## [Document excerpt]
## BEGIN
Note : Before booting a new kernel, you can check its configuration
usage : CONFIG=/path/to/config /usr/bin/lxc-checkconfig

Bring Android up in LXC container

Now that we have LXC correctly configured, we can set up the Android container. Some modifications to Andoid's fstab.<device> and init.rc are needed for a successful boot. Some hacks are required to fix some functions, of which we'll discuss in the next section. Commands in this section are expected to be executed with Gentoo booted up with preinit, not in the chroot from Android.

The modified files' patches as well as helper scripts are put together in a repository on GitHub. Make sure that you apply them before continuing.

Place pre-start.sh, post-stop.sh, and config in /var/lib/lxc/android. Make sure that the executable bit is there for the scripts. Issue the following to see if LXC has recognized the container:

umi #lxc-info android
Name:           android
State:          STOPPED

If everything's going as expected, start the container, and we'll see Android booting up on the device screen.

umi #lxc-start android

If the container failed to start, issue the following and then examine start.log to see what's wrong:

umi #lxc-start -l debug -o start.log -n android

Verify that things are working, especially the hardware. In case something's crashing, or the Android framework failed to start at all, connect the phone to the computer via USB and check out logcat via ADB (it starts pretty early). Tombstones at /data/tombstones in Android root are usually helpful; consult this article for how to read them.

yuki $adb logcat | less
yuki $adb shell
angler #cd /data/tombstones

Only some small bits don't work by now, and we'll cover them in the following section.
## END
[Source lines]
## BEGIN
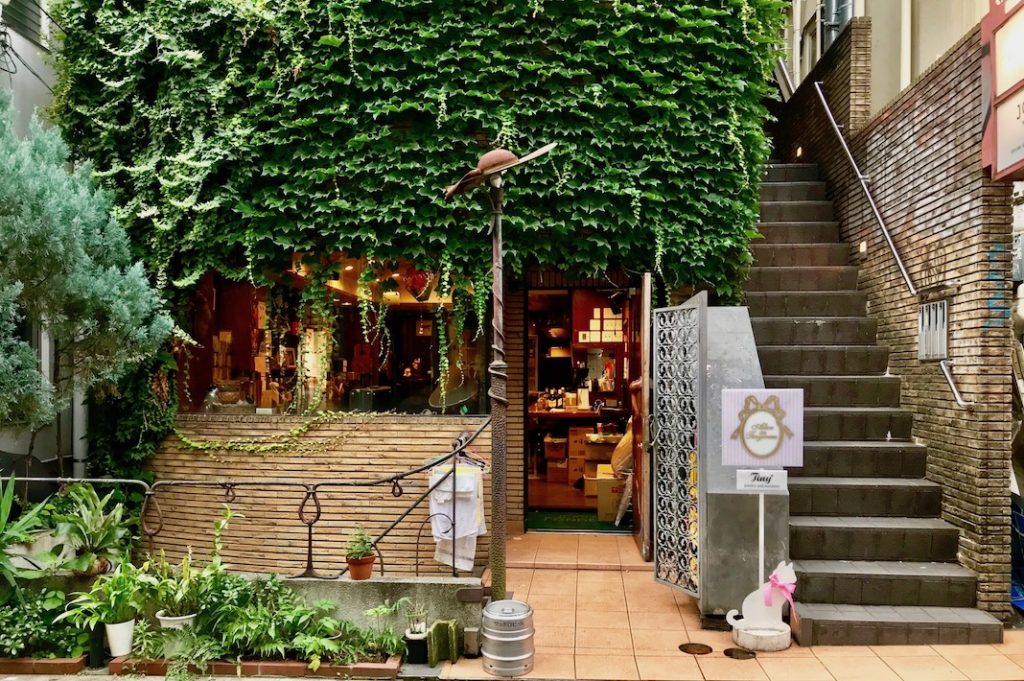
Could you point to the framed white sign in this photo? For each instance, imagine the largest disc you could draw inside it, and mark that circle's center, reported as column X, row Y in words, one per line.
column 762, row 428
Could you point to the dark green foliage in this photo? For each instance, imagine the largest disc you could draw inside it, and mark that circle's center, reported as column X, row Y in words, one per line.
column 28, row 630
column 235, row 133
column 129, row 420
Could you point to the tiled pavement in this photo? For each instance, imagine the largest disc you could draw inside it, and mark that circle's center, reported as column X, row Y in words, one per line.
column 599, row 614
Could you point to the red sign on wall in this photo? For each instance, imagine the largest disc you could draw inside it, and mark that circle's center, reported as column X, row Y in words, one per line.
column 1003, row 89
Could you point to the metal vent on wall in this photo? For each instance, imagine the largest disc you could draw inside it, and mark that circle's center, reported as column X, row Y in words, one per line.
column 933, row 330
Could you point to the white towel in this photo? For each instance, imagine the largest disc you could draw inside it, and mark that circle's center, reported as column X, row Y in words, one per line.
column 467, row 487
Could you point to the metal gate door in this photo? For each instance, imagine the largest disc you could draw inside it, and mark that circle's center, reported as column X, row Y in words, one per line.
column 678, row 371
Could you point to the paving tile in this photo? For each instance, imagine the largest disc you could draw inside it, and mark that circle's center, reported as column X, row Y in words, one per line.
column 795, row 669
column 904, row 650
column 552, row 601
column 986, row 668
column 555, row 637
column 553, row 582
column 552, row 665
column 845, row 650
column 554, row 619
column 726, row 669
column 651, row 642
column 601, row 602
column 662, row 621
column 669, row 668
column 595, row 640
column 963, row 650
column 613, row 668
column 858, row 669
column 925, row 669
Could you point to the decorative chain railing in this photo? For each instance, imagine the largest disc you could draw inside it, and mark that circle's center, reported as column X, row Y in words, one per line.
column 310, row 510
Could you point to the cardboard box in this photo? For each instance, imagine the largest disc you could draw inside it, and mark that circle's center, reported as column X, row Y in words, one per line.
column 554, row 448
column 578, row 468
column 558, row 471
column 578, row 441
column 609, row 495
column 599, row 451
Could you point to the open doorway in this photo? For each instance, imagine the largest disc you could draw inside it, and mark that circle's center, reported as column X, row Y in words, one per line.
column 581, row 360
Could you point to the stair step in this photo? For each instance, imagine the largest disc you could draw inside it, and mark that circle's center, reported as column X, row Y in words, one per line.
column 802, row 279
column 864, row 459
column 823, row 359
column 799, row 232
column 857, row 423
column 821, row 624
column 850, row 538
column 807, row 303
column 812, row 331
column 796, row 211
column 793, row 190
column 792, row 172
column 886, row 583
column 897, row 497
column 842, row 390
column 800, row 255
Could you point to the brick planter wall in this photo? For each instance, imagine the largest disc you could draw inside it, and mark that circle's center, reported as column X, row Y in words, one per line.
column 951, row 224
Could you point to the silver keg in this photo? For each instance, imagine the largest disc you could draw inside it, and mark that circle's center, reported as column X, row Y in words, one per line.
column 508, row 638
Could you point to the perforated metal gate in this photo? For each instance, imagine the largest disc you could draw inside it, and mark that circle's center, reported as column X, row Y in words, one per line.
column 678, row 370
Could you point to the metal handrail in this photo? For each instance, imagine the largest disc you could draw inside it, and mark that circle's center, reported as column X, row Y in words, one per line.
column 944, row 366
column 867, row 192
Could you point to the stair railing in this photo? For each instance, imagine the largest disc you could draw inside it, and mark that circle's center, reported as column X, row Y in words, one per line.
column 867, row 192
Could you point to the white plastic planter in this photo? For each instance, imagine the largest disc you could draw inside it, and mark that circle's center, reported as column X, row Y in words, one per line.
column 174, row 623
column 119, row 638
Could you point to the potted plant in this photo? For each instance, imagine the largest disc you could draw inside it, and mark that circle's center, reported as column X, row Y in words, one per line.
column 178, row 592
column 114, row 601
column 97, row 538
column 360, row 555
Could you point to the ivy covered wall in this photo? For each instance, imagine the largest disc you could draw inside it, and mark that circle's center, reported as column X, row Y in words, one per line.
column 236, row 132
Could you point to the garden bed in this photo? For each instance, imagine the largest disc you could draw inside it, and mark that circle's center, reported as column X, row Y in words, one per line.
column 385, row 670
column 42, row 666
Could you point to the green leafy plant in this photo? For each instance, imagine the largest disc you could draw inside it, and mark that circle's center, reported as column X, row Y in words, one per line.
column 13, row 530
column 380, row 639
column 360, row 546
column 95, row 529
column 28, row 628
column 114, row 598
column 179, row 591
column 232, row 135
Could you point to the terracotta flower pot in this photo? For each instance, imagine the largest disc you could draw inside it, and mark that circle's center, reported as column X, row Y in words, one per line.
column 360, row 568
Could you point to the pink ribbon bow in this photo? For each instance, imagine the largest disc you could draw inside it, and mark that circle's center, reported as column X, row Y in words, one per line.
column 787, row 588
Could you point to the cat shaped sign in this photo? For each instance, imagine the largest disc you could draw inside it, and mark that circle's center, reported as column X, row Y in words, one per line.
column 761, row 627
## END
## BEGIN
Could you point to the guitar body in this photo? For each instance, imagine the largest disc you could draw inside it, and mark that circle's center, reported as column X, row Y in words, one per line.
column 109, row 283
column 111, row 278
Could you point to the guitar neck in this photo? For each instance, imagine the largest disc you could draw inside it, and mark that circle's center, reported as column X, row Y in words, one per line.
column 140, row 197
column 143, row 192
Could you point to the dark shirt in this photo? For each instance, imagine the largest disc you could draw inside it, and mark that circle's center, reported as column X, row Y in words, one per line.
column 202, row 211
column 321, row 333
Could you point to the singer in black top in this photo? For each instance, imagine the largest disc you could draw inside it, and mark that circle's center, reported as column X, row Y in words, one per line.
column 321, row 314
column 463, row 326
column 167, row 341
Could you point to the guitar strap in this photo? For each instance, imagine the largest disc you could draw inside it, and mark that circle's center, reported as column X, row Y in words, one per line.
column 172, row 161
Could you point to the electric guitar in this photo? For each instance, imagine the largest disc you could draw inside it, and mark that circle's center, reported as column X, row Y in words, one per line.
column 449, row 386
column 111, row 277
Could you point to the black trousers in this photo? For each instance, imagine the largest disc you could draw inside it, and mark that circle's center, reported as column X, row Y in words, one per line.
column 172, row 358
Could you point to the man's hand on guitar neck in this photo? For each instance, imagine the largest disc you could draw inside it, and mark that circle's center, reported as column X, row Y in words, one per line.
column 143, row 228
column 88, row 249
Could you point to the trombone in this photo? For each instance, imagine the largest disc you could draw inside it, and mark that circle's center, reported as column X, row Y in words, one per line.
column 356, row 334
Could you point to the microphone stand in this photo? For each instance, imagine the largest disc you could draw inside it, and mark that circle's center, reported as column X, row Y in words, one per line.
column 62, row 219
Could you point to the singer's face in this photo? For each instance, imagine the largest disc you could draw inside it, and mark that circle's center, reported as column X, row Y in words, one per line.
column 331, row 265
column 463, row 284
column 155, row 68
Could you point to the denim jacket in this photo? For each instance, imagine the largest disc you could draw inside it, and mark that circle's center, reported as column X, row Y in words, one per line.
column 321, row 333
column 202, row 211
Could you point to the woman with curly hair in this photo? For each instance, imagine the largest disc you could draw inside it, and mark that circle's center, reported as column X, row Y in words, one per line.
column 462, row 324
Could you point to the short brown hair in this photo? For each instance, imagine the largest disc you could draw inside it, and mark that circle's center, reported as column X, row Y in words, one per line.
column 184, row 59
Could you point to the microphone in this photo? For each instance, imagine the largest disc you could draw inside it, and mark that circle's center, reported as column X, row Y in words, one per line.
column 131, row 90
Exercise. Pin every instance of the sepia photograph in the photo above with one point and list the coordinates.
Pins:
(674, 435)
## END
## [To be done]
**A.** In the guide on running Android in an LXC container, where should pre-start.sh, post-stop.sh, and config be placed?
**B.** Please continue the guide on running Android in an LXC container from its final sentence.
These lines have nothing to do with the guide on running Android in an LXC container.

## [Set of answers]
**A.** In /var/lib/lxc/android.

**B.**
Improvements

Container Auto-start

It is tiresome to attach a serial cable and issue lxc-start android to boot Android every time. Create lxc.android service and add it to the boot runlevel, as Android takes care of most of the device-specific work, namely networking:

umi #cd /etc/init.d
umi #ln -s lxc lxc.android
umi #rc-update add lxc.android boot

Dial Home from Android world

Having to attach serial cable to access Gentoo is just too tiresome. Configure ssh so that the Android guest can dialhome.

angler #ssh-keygen -t ed25519 -C android -f /data/ssh/id_ed25519

Enable sshd in Gentoo, configure authorized_keys for root, and put a little script dialhome (available in scripts/ in the android-lxc-files repository) for quick access:

umi #umask 077
umi #mkdir -p ~/.ssh
umi #cat /var/lib/android/data/ssh/id_ed25519.pub >> ~/.ssh/authorized_keys
umi #cp dialhome /var/lib/android/data/ssh/
umi #chmod u+x /var/lib/android/data/ssh/dialhome
umi #chown 2000:2000 /var/lib/android/data/ssh/dialhome
umi #rc-update add sshd default

We can now issue /data/ssh/dialhome to log into Gentoo. No more serial cable needed unless something goes wrong. We can safely disable ADB root access from Android Developer Settings by now.

Note that you can lxc-attach android from Gentoo world! This will launch /bin/sh, which is the busybox sh. You may need to set PATH to include /system/bin to get Android's utilities.

Fix Charger Mode

Android's init knows whether it is plugged into the charger while powered off. If that's the case, it launches /sbin/charger, which draws the charging animation on the screen. Long-pressing the power button causes a restart, and the system will boot into normal Android. Unfortunately, our LXC stop hooks can't tell if the container ended with a poweroff or a restart, thus we won't be able to exit charger mode unless we unplug the power source.

The solution is quite simple: replace /sbin/charger with a simple script that places a marker file in /run (which is also GNU/Linux's /run), and then call the real charger, which is now /sbin/charger.real. The post-stop.sh hook can then reboot if it sees that marker file. The script is available here.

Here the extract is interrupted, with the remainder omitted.